**Provided data**
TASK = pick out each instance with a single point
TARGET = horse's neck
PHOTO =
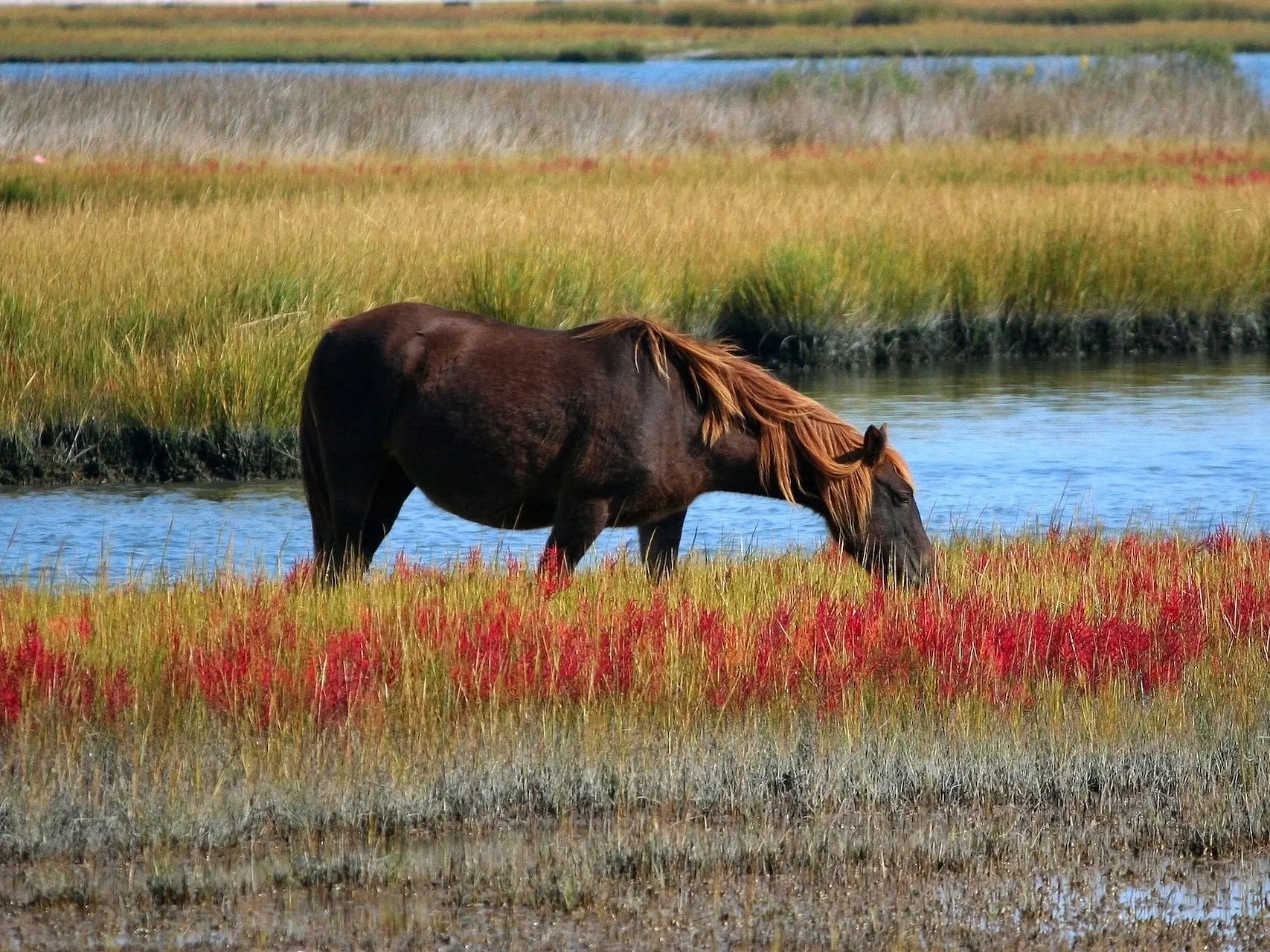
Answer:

* * *

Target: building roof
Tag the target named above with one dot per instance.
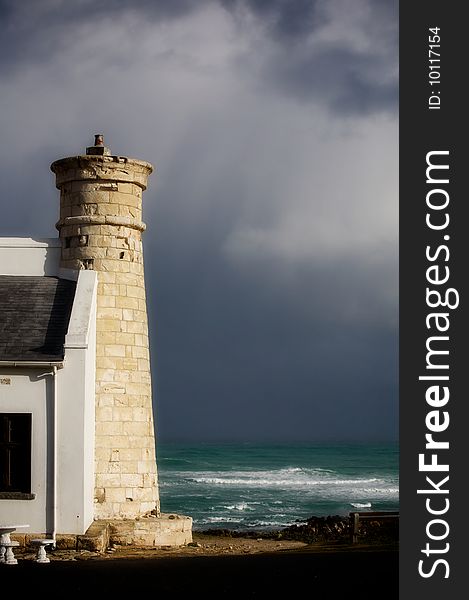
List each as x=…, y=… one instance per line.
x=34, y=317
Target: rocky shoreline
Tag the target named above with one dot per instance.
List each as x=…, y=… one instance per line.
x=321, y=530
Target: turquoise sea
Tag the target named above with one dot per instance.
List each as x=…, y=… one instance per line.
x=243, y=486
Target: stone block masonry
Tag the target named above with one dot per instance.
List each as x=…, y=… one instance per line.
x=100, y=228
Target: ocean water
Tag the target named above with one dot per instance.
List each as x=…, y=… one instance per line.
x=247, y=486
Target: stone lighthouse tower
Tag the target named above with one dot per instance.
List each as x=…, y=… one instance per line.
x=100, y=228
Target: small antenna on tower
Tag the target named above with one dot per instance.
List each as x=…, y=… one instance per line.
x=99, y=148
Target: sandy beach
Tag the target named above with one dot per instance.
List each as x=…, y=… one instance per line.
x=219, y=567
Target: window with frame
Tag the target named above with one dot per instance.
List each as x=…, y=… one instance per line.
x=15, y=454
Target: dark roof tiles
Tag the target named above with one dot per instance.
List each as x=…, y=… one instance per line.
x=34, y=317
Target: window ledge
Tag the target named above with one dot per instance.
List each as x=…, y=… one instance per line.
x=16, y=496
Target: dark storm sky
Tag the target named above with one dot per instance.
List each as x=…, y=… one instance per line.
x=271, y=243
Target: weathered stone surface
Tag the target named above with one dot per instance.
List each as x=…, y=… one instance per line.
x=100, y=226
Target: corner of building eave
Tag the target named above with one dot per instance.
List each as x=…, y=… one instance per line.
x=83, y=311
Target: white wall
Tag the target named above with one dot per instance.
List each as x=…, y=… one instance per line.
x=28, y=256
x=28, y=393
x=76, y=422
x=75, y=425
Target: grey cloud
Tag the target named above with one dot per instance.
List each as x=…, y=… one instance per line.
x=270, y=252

...

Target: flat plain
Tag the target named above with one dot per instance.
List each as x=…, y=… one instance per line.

**Requirement**
Put the records from the line with "Target: dark storm sky" up to and including the line with "x=270, y=252" into a two-column CSV headed text and answer, one row per record. Enclose every field in double quotes and replace line breaks with spaces.

**Reply**
text,answer
"Target: dark storm sky Tag the target named above with one dot per instance. List each as x=…, y=… one instance per line.","x=271, y=243"
"Target: weathered stone surface Tag the target named above with one dot per instance. List each as x=…, y=… one instance per line.","x=100, y=226"
"Target: corner of building eave Tag the target named above with one dot per instance. List each as x=…, y=… one instance per line.","x=83, y=311"
"Target: white wall Tag the target named above with one dot per instance. List each as x=…, y=… one instance per line.","x=28, y=256 x=28, y=393 x=76, y=422 x=75, y=425"
"Target: grey cloud Tag the target named above with one dot per instance. List each as x=…, y=… one instance per line.","x=270, y=252"